GIVEN INSTRUCTION: Copy out exactly the lines from the one containing "door frame, like" to the end of the records below, both included, and nothing else.

A block of data:
++++
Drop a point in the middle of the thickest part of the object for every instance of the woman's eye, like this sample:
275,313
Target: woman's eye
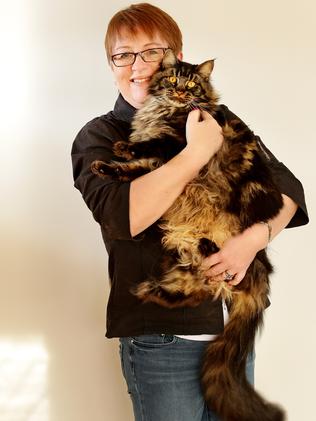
172,79
190,84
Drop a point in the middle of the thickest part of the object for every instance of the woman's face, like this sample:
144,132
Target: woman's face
133,80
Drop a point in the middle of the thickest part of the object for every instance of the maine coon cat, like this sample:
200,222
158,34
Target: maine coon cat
232,192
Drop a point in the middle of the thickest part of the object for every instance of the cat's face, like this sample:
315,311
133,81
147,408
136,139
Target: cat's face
183,85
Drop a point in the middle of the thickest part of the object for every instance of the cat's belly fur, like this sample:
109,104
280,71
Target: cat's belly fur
197,213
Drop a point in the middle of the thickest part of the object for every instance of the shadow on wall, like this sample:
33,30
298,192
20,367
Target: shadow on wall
55,364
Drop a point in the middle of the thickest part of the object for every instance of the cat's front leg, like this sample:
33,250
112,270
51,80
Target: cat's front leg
124,149
124,171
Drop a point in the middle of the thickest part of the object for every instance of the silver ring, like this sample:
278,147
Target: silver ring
228,276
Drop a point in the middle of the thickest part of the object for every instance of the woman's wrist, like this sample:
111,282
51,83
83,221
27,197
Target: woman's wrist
259,234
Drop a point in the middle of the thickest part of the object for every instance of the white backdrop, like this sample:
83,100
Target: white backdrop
55,364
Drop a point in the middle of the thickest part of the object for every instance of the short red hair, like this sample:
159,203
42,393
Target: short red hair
143,17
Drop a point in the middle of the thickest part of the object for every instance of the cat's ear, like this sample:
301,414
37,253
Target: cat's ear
169,60
205,69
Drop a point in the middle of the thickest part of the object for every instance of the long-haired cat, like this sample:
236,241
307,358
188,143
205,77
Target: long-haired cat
232,192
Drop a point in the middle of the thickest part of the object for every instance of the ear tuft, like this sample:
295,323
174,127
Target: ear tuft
205,69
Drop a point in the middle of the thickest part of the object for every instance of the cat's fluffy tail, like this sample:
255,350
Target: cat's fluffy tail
226,389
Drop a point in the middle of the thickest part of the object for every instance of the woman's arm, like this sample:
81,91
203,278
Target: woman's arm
239,251
152,194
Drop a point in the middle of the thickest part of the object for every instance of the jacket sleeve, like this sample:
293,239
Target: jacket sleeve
108,199
286,181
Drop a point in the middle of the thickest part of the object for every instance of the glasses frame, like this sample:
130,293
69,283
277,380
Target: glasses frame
140,54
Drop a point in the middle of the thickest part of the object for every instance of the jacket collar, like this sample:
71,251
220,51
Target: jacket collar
123,110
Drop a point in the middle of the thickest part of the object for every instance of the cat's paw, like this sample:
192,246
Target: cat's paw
207,247
123,150
103,169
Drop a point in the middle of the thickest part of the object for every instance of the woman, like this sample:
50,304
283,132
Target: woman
161,349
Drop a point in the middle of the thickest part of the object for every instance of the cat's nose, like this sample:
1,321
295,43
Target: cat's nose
180,94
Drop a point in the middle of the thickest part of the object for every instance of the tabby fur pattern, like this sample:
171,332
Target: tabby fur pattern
232,192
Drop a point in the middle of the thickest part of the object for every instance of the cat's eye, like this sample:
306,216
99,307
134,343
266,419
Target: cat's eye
172,79
190,84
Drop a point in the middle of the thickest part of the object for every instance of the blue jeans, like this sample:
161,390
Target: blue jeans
162,373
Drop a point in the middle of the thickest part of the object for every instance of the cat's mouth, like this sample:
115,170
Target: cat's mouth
140,80
179,101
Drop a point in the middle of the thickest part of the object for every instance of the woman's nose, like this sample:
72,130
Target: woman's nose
138,63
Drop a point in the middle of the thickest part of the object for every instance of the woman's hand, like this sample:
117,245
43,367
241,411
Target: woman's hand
204,137
236,255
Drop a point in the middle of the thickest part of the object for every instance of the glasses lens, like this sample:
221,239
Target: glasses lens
123,59
152,55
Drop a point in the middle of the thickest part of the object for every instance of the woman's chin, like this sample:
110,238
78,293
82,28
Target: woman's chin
138,95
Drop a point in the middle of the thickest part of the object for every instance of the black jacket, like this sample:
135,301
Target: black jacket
131,260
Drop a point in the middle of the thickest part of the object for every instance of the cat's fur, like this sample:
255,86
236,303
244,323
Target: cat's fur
232,192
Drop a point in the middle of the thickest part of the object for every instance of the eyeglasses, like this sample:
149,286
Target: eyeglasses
151,55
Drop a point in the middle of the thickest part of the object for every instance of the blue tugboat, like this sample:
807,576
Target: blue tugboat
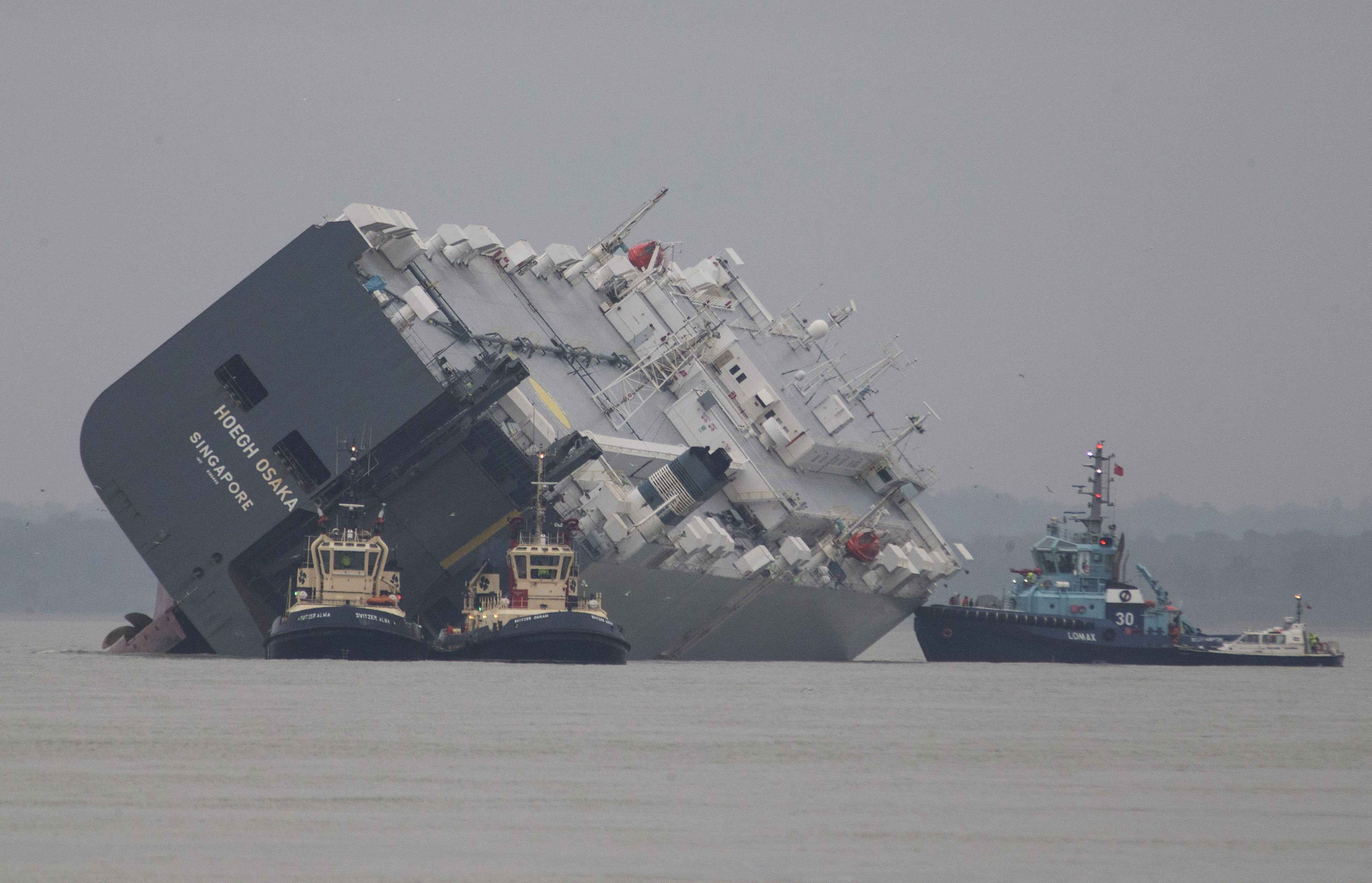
1073,605
547,616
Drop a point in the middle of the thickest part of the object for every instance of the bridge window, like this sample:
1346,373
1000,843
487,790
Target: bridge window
302,461
349,560
543,567
241,383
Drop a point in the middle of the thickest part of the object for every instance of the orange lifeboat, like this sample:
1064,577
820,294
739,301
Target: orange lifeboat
864,546
643,253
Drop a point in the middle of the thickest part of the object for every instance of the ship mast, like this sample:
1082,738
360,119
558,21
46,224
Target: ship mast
538,501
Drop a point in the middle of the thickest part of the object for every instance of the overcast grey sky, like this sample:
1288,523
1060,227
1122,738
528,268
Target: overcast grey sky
1159,215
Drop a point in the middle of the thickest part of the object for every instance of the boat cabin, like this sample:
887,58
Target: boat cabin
348,567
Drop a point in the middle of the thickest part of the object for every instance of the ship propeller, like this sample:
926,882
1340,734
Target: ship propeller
113,638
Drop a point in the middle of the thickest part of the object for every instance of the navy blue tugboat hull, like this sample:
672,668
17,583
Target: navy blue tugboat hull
950,634
562,637
345,634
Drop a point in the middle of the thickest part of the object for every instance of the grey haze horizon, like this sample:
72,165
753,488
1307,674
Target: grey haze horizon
1147,225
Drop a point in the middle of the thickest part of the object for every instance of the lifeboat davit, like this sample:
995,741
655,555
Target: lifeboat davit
643,253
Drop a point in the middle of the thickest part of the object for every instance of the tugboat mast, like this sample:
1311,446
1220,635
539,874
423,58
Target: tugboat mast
1099,489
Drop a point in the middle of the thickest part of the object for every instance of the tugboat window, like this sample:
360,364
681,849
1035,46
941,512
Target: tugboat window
543,567
349,560
241,383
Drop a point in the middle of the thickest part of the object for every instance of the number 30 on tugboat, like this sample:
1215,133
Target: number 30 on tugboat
346,603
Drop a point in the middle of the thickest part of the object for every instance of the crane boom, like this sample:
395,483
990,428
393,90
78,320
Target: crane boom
622,231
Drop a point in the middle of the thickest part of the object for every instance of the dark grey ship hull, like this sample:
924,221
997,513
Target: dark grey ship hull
678,615
345,634
219,520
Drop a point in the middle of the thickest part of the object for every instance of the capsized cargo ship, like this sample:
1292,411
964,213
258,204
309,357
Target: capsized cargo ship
722,460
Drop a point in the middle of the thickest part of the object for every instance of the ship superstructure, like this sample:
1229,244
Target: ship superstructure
718,456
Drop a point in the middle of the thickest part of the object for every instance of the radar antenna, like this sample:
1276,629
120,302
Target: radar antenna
600,251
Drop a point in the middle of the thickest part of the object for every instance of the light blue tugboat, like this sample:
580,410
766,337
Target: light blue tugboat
1073,605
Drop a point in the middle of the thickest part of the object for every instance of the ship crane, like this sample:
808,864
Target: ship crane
600,253
859,387
914,426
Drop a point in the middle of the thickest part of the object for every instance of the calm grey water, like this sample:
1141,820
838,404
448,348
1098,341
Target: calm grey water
122,768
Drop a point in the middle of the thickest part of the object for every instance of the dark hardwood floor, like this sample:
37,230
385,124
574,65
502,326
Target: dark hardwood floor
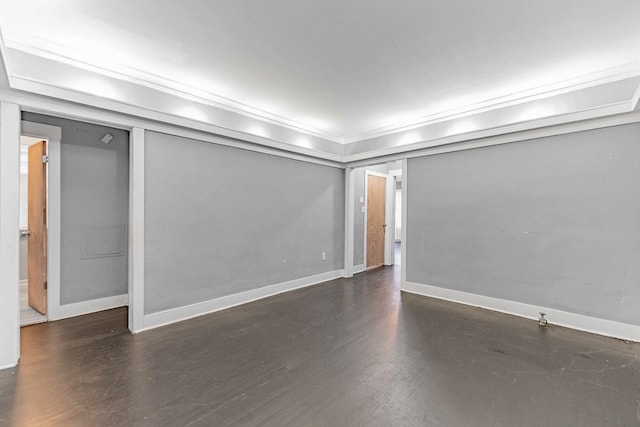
346,353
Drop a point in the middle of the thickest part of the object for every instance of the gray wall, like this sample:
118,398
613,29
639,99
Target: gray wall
220,220
553,222
94,210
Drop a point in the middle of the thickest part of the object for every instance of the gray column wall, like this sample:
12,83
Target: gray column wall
553,222
221,220
94,206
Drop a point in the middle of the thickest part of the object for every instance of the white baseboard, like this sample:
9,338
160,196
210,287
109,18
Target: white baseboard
86,307
178,314
580,322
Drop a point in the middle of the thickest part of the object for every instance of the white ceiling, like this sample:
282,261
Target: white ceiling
345,70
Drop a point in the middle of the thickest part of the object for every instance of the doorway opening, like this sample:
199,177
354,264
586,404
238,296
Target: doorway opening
377,215
33,230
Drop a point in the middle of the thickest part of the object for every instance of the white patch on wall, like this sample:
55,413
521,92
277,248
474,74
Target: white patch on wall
103,241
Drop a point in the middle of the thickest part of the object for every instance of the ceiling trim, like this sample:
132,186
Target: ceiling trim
62,108
607,93
451,145
622,72
173,87
151,81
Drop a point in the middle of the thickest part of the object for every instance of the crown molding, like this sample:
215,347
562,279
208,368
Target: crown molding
5,77
601,77
156,82
607,93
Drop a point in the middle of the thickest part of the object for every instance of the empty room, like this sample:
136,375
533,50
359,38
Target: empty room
268,213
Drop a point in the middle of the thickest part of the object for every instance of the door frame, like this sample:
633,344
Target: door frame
53,135
388,260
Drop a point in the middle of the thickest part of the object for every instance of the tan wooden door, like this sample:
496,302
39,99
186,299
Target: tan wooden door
37,216
376,195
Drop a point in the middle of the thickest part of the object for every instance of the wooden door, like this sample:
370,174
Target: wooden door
376,195
37,216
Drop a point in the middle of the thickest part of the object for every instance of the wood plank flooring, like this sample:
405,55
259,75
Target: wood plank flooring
351,352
++++
SOLUTION TO THE PROBLEM:
Drop a point in the middle of the thickest part of the object for every instance of the door frame, like this sample:
633,344
Target: door frame
53,135
388,260
Drop a point in the middle of the thickest part of the object for every instance of the tan wooden door, like this sample:
496,302
39,99
186,299
Target: tan wooden door
37,216
376,195
Drop a point in the middle of the thickest part of the object for every instance of the wooden door, like this sample:
370,174
Target: wooden door
376,195
37,216
Drop a point in the middle of the thickest part of the object for every instance of the wood plank flooring, like this sample:
405,55
259,75
Target: wood plank flooring
351,352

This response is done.